◆ TASKS FOR THIS EXERCISE:
[A] In the plow lights thread, by about how many inches was the headgear on the boss raised?
[B] Do these statements agree with the plow lights thread? For each, answer yes or no and quote the deciding words.
(i) With the new intensifiers, the headgear needs to be lowered about 4 inches.
(ii) The boss lights were replaced because they were too dim.
(iii) Three other trucks already have the fishers.

◆ EXTRACT PROVIDED:
§

The headgear on the boss looks really tall because it is, we raised it about 8 inches because of the old boss lights, but with the new intensifiers it needs to be lowered about 4 and then it should be perfect.

Thanks for the comments guys, keep them coming


----------



## GMCHD plower (Nov 27, 2009)

Anymore pics of the crew cab on the end?


----------



## 2005_Sierra (Aug 7, 2009)

GMCHD plower;1577266 said:


> Anymore pics of the crew cab on the end?


Dont have any at hand, will snap a few monday when we go ahead and clean-up all the trucks and plows.


----------



## yardguy28 (Jan 23, 2012)

2005_Sierra;1577256 said:


> The boss lights wouldnt hold an adjustment, so we decided to swap them out with the fishers since there are already 3 other trucks with them
> 
> The headgear on the boss looks really tall because it is, we raised it about 8 inches because of the old boss lights, but with the new intensifiers it needs to be lowered about 4 and then it should be perfect.

§

◆ SUPPLIED RECORDS:
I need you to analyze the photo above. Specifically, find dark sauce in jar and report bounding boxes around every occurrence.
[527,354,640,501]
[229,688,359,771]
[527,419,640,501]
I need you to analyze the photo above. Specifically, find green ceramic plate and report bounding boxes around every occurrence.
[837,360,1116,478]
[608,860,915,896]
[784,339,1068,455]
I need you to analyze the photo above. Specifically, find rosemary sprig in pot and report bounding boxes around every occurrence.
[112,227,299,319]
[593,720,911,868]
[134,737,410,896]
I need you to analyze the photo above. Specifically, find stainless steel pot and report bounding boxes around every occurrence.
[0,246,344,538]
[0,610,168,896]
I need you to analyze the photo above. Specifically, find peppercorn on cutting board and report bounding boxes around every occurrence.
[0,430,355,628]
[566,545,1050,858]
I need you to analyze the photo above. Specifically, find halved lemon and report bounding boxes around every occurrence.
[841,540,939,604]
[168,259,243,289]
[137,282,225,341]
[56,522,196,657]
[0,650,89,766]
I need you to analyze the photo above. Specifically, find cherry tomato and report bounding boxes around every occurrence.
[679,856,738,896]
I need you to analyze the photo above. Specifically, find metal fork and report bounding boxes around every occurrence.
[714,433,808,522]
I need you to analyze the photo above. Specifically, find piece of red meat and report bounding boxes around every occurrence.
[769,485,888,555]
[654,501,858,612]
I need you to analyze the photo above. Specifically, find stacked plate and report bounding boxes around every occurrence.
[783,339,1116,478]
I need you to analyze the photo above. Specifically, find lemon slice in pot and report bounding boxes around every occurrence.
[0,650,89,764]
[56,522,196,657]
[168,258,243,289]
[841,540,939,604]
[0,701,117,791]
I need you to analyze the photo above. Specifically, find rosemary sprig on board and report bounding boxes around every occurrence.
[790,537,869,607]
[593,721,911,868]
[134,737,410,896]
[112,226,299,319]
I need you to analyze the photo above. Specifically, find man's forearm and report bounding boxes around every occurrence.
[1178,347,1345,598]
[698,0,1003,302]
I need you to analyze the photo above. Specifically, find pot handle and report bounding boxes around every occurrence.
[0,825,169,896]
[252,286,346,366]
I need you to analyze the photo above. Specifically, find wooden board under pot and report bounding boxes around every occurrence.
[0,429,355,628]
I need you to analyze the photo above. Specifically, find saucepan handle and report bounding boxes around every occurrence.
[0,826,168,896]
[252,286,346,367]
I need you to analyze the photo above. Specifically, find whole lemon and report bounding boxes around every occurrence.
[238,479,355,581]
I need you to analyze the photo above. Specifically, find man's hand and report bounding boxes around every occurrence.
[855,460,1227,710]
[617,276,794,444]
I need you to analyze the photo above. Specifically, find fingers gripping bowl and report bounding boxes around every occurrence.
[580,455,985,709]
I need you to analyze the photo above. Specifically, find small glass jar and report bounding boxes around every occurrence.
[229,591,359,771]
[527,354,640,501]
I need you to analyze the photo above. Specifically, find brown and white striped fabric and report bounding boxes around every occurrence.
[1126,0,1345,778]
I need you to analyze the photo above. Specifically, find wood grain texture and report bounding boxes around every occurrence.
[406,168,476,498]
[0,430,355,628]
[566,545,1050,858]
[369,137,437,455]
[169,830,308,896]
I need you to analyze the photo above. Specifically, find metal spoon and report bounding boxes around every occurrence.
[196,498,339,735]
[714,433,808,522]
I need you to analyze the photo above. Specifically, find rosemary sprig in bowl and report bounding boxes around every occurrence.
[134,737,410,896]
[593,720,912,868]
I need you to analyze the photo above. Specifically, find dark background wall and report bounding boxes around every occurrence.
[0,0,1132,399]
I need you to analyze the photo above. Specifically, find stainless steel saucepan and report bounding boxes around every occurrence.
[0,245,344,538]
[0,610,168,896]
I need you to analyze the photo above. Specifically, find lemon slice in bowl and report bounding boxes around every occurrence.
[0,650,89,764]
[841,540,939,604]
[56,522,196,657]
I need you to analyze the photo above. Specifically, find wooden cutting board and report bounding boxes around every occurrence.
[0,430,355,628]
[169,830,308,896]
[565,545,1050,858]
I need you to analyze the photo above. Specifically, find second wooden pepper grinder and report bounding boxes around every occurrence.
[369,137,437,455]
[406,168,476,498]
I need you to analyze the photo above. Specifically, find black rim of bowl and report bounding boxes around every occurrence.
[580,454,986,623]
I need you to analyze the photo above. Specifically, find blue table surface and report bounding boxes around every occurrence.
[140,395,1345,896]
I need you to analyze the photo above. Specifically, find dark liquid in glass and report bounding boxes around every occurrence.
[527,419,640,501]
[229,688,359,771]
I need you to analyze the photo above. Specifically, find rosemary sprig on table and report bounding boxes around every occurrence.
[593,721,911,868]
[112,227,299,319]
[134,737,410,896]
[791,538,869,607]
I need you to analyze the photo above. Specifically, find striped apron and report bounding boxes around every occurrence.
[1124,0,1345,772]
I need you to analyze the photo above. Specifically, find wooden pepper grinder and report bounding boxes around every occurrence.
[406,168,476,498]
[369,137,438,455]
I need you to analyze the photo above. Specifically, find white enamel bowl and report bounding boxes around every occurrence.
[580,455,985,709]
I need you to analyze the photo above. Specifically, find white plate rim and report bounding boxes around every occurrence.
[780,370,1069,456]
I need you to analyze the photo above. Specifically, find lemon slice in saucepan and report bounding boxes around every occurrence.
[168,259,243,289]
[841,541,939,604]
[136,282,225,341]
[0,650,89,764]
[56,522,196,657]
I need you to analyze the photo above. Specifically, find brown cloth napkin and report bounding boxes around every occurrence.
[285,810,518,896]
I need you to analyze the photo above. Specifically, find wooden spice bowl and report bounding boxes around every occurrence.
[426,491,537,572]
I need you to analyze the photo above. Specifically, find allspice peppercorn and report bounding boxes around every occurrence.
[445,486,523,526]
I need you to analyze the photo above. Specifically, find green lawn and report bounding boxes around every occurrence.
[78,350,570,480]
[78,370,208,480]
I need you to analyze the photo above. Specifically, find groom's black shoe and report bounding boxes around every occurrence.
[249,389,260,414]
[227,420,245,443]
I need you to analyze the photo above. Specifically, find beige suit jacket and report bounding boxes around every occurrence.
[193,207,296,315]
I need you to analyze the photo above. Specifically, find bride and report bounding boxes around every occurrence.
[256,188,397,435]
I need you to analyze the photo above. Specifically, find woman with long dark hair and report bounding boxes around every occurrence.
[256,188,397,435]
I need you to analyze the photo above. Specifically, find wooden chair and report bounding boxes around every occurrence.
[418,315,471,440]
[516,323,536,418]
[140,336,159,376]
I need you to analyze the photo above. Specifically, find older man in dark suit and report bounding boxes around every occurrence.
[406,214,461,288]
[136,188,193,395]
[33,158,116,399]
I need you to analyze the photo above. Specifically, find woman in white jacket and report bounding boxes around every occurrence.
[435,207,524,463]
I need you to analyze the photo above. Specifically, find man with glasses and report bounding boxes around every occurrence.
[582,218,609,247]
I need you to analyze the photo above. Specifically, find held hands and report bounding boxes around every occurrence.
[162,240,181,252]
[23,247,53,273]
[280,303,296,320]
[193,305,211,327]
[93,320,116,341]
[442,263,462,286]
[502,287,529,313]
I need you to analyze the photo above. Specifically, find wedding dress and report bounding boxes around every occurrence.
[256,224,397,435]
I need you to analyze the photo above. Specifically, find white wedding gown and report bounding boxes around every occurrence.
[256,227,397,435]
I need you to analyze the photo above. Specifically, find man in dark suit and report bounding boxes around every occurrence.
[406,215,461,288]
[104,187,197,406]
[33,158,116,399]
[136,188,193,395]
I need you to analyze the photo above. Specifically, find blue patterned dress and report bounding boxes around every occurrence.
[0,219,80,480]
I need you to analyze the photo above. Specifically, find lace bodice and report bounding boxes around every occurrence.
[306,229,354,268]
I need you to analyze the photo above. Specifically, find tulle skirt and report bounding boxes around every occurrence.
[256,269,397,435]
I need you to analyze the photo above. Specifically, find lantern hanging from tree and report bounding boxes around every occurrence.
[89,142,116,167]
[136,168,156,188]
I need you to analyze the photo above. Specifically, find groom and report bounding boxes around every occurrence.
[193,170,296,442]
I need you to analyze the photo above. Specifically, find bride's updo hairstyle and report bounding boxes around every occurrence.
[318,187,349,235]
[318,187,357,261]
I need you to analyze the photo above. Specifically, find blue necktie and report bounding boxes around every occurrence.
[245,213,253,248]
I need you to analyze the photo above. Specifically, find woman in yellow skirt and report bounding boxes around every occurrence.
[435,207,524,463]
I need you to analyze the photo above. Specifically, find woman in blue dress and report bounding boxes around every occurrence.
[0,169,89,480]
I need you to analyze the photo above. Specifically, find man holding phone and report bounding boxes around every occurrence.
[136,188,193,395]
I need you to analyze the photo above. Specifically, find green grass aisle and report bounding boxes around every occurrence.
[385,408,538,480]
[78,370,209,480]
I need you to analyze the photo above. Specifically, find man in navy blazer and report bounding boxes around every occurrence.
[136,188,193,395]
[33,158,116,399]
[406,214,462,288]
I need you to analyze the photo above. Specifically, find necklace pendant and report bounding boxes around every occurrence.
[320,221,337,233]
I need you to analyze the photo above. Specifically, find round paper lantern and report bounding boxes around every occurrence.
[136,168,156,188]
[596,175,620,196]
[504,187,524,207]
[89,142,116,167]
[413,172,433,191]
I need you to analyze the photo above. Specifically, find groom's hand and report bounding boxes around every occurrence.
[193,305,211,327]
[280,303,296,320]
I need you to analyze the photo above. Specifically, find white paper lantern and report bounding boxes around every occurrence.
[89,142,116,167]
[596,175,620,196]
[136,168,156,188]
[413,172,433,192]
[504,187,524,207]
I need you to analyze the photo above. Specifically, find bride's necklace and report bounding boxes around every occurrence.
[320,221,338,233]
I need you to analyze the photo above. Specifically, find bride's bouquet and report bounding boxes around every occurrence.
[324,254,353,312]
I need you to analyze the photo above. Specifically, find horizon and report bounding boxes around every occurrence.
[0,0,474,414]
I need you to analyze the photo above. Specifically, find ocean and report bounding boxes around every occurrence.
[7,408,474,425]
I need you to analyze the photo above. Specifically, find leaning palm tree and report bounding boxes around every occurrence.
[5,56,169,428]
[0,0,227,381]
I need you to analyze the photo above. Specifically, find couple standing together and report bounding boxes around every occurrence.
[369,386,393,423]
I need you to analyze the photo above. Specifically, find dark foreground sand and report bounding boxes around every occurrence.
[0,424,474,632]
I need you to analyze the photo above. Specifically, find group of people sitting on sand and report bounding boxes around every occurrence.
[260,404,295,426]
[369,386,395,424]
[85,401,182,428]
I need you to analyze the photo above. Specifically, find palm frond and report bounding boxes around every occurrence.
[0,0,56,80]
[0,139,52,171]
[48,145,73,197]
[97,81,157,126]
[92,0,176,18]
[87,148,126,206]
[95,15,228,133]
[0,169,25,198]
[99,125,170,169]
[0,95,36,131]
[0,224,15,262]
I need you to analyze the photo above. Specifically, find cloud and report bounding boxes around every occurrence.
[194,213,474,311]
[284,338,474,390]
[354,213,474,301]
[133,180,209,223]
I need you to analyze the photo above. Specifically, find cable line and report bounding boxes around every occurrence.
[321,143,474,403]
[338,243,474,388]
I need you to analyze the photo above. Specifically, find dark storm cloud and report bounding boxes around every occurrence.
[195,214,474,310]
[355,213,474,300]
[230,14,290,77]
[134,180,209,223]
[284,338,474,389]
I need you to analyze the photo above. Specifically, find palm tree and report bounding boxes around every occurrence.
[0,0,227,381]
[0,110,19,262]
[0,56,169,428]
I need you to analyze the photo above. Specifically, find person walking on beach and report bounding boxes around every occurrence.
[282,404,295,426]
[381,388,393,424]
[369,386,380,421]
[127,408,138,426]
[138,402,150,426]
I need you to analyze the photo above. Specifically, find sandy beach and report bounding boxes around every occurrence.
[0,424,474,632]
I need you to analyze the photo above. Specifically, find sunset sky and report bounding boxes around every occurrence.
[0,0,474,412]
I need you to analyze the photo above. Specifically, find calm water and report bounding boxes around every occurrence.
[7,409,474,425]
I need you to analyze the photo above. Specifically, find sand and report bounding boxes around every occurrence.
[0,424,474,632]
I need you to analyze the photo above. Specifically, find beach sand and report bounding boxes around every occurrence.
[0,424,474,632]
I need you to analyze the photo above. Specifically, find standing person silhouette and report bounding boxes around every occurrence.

§

◆ SOLUTIONS:
[A] About 8 inches.

[B]
(i) Yes: "with the new intensifiers it needs to be lowered about 4"
(ii) No: "The boss lights wouldnt hold an adjustment"
(iii) Yes: "there are already 3 other trucks with them"